> **Source excerpt**:
Re: RFC: log record CRC validation

public inbox for linux-xfs@vger.kernel.org
 help / color / mirror / Atom feed

From: "William J. Earl" <earl@agami.com>
To: xfs-oss <xfs@oss.sgi.com>
Cc: David Chinner <dgc@sgi.com>, Michael Nishimoto <miken@agami.com>,
	markgw@sgi.com
Subject: Re: RFC: log record CRC validation
Date: Fri, 27 Jul 2007 19:00:32 -0700	[thread overview]
Message-ID: <46AAA340.60208@agami.com> (raw)
In-Reply-To: <20070726233129.GM12413810@sgi.com>

David Chinner wrote:
> On Thu, Jul 26, 2007 at 10:53:02AM -0700, Michael Nishimoto wrote:
>   
> ...
>> Is CRC checking being added to xfs log data?
>>     
>
> Yes. it's a little used debug option right now, and I'm
> planning on making it default behaviour.
>
>   
>> If so, what data has been collected to show that this needs to be added?
>>     
>
> The size of high-end filesystems are now at the same order of
> magnitude as the bit error rate of the storage hardware. e.g. 1PB =
> 10^16 bits. The bit error rate of high end FC drives? 1 in 10^16
> bits.  For "enterprise" SATA drives? 1 in 10^15 bits. For desktop
> SATA drives it's 1 in 10^14 bits (i.e. 1 in 10TB).
>
> We've got filesystems capable of moving > 2 x 10^16 bits of data
> *per day* and we see lots of instances of multi-TB arrays made out
> of desktop SATA disks. Given the recent studies of long-term disk
> reliability, these vendor figures are likely to be the best error
> rates we can hope for.....
>
> IOWs, we don't need evidence to justify this sort of error detection
> detection because simple maths says there is going to be errors.  We
> have to deal with that, and hence we are going to be adding CRC
> checking to on-disk metadata structures so we can detect bit errors
> that would otherwise go undetected and result in filesystem
> corruption.
>
> This means that instead of getting shutdown reports for some strange
> and unreproducable btree corruption, we'll get a shutdown for a CRC
> failure on the btree block. It is very likely that this will occur
> much earlier than a subtle btree corruption would otherwise be
> detected and hence we'll be less likely to propagate errors around
> the fileystem.

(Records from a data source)
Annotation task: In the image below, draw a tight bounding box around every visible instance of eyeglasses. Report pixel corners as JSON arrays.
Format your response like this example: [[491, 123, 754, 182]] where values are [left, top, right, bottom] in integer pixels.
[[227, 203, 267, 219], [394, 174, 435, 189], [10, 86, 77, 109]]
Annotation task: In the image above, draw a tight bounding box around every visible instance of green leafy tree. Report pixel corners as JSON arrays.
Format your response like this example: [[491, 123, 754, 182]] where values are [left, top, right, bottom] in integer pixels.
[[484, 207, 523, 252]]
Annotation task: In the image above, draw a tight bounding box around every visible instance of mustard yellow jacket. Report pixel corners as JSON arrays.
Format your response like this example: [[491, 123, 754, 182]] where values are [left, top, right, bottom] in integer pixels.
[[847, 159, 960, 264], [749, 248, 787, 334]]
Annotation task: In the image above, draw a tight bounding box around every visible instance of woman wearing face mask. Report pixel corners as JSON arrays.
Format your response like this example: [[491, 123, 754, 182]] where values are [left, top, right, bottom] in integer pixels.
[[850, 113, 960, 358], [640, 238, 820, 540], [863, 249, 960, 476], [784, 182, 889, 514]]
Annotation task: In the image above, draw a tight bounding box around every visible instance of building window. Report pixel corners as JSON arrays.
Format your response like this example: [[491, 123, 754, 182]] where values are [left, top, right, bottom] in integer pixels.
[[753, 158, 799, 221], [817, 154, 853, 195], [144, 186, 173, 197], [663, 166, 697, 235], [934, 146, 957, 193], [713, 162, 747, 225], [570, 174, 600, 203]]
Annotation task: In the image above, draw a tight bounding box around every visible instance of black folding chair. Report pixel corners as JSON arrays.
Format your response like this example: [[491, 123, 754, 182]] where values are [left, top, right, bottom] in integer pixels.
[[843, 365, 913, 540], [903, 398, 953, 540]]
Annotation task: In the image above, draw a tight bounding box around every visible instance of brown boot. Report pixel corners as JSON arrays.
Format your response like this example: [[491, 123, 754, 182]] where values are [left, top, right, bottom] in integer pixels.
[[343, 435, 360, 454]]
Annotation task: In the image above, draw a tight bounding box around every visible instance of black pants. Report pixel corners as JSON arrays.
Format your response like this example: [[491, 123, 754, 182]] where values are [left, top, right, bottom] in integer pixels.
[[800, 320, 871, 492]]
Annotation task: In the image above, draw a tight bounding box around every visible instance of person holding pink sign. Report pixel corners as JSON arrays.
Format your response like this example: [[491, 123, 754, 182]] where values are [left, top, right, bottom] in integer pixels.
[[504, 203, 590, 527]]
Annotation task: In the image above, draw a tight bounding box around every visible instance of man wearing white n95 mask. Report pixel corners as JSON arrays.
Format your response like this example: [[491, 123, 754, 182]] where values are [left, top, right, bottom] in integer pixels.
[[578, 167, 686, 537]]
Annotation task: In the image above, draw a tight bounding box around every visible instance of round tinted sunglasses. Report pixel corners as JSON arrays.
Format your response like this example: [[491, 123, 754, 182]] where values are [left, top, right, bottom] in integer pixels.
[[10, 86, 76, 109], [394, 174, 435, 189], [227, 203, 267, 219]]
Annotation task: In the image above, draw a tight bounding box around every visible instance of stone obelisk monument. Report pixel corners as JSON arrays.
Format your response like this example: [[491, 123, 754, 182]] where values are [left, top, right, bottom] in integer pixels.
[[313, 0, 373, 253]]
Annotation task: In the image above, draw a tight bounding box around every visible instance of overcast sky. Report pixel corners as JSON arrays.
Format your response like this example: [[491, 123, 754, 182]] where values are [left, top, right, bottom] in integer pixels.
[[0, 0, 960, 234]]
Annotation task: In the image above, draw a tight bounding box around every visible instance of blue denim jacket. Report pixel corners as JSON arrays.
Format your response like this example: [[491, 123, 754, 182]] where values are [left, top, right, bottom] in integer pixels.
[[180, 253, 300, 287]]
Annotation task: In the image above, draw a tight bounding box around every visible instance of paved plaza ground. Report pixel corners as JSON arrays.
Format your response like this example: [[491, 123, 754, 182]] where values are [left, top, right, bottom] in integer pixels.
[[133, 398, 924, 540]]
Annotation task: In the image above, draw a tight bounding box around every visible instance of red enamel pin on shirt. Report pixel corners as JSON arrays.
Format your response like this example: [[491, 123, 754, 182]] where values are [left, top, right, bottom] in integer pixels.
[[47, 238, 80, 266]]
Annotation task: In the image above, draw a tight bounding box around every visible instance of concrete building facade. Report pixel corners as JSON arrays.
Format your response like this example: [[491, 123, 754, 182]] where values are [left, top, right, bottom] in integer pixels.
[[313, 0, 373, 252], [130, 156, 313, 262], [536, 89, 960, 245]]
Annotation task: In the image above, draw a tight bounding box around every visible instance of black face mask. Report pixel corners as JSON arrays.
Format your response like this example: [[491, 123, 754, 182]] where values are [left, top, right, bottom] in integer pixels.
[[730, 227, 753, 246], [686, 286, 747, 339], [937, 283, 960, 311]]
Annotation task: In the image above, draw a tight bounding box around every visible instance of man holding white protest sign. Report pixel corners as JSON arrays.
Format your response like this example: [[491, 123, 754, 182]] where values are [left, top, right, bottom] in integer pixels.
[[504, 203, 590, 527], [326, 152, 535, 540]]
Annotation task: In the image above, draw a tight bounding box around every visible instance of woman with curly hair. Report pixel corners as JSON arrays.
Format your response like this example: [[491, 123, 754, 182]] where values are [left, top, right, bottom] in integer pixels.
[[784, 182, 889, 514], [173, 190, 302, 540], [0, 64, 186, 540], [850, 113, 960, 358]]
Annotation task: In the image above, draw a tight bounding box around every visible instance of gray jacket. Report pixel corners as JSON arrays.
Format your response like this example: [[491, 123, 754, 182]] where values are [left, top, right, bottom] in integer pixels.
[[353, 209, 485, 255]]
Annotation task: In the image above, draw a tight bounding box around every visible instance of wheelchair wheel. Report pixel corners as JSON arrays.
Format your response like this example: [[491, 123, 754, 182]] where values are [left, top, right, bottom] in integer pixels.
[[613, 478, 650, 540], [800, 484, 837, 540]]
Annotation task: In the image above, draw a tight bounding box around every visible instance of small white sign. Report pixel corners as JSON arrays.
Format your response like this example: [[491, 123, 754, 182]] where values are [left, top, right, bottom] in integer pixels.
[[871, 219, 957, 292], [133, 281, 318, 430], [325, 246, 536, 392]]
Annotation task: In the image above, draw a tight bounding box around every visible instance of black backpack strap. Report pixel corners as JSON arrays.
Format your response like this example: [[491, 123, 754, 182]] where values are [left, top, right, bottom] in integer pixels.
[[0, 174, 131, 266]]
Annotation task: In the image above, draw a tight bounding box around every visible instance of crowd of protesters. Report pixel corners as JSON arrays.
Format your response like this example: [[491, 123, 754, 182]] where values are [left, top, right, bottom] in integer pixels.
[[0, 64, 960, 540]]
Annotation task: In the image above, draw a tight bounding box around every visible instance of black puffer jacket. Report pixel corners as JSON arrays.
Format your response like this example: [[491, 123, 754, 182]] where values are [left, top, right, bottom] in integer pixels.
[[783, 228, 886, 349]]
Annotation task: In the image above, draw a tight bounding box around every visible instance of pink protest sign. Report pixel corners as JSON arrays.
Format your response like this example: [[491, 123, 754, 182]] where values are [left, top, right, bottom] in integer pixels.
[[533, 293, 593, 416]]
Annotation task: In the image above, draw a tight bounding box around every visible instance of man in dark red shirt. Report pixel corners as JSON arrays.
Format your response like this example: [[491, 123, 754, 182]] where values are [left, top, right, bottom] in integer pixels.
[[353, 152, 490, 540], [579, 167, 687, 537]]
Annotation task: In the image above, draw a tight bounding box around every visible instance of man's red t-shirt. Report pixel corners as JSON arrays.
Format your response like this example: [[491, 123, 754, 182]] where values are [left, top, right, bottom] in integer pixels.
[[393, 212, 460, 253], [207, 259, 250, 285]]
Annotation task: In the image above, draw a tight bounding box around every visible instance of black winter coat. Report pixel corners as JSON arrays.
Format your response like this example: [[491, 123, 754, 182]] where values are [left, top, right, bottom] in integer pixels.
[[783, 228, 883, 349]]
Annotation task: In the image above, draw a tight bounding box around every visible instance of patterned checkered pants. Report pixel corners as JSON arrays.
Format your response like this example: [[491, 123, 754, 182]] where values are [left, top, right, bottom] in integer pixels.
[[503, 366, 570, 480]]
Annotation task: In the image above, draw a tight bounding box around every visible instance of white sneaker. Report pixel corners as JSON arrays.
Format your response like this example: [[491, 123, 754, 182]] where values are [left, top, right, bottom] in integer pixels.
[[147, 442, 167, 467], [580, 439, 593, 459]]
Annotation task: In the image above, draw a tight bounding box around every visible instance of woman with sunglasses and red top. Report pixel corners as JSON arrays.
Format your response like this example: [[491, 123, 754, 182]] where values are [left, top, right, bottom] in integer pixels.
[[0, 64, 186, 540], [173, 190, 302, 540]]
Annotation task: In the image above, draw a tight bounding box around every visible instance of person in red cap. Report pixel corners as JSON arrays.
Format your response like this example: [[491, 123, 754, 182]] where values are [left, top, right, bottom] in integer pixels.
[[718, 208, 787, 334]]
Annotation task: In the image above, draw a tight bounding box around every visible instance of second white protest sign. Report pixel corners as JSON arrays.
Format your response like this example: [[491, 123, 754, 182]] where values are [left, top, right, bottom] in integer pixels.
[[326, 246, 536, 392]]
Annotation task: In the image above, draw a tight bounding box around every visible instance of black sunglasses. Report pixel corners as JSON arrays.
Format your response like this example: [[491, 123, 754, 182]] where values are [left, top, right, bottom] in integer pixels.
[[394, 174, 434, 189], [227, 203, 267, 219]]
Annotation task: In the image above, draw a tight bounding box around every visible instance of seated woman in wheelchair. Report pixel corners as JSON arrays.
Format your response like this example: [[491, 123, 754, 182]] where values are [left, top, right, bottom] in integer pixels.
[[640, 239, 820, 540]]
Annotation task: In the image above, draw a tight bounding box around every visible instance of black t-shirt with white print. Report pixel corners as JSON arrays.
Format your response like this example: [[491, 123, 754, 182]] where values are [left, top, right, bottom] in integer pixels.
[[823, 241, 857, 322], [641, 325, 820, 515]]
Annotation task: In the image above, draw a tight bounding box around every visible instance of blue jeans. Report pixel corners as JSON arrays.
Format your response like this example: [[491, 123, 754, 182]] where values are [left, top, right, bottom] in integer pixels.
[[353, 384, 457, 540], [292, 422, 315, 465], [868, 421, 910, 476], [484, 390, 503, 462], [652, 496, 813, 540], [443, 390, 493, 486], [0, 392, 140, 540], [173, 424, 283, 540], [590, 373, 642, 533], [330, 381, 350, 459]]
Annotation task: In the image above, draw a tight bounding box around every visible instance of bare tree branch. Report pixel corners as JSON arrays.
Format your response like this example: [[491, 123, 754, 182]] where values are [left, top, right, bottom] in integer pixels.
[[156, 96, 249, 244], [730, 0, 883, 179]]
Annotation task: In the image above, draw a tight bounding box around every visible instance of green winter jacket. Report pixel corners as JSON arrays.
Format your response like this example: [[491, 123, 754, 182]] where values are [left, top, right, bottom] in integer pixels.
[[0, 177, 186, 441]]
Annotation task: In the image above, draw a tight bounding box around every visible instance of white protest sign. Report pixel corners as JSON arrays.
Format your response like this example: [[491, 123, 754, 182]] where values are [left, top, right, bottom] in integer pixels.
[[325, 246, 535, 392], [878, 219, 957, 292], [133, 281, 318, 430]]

> **Things to do**:
A - Transcribe part of the XFS mailing-list message, beginning at the words "In-Reply-To: <20070726233129.GM12413810@sgi.com>" and stopping after the words "to be added?".
B - According to the XFS mailing-list message, what is the bit error rate of "enterprise" SATA drives?
C - Take the XFS mailing-list message further, continuing from where it stops.

> **Exercise answers**:
A -
In-Reply-To: <20070726233129.GM12413810@sgi.com>

David Chinner wrote:
> On Thu, Jul 26, 2007 at 10:53:02AM -0700, Michael Nishimoto wrote:
>   
> ...
>> Is CRC checking being added to xfs log data?
>>     
>
> Yes. it's a little used debug option right now, and I'm
> planning on making it default behaviour.
>
>   
>> If so, what data has been collected to show that this needs to be added?

B - 1 in 10^15 bits.

C -
> ...
         Mike Nishimoto pointed out this thread to me, and suggested I 
reply, since I have worked on the analyzing the disk failure modes.  

       First, note that the claimed bit error rates are rates of 
reported bad blocks, not rates of silent data corruption.   The latter, 
while not quoted, are far lower.

       With large modern disks, it is unrealistic to not use RAID 1, 
RAID 5, or RAID 6 to mask reported disk bit errors.   A CRC in a 
filesystem data structure, however, is not required to detect disk 
errors, even without RAID protection, since the disks report error 
correction failures.   The rates of 1 in 10**14 (desktop SATA), 1 in 
10**15 (Enterprise SATA and some FC), and 1 in 10**16 (some FC) bits 
read are detected and reported error rates.   From conversations with 
drive vendors, these are actually fairly conservative, and assume you 
write the data once and read it after 10 years without rewriting it, as 
in an archive, which is the worst case, since you have ten years of 
accumulated deterioration.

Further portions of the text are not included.